• [What is required] Copy the lines below word for word, starting with the line that contains "If you could locate the blue" and continuing through the final line, inclusive.

• [Listed entries]
++++++++++++++++++++
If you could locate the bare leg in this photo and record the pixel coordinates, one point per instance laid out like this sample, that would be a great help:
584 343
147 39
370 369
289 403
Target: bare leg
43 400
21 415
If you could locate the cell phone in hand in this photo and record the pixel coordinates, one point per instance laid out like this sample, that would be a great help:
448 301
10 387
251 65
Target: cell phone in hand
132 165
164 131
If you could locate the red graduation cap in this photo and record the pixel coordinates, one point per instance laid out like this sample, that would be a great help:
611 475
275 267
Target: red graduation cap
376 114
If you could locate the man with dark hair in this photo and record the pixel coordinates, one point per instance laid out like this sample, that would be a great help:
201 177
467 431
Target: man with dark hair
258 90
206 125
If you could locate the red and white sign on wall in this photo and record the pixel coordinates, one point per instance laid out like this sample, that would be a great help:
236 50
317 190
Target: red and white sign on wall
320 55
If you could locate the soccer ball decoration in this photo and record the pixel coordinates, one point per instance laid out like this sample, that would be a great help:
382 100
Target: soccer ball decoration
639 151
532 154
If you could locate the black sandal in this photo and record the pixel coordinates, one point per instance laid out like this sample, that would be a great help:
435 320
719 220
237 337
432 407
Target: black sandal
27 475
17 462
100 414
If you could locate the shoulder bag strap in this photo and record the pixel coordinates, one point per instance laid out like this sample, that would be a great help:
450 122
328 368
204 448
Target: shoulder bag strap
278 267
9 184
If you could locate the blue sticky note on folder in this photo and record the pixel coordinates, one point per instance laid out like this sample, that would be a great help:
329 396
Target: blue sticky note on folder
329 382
++++++++++++++++++++
• [Exercise response]
If you could locate the blue sticky note on folder in this photo and record the pixel coordinates, one point per instance laid out like this sample, that would be a great help:
329 396
Target: blue sticky note on folder
329 382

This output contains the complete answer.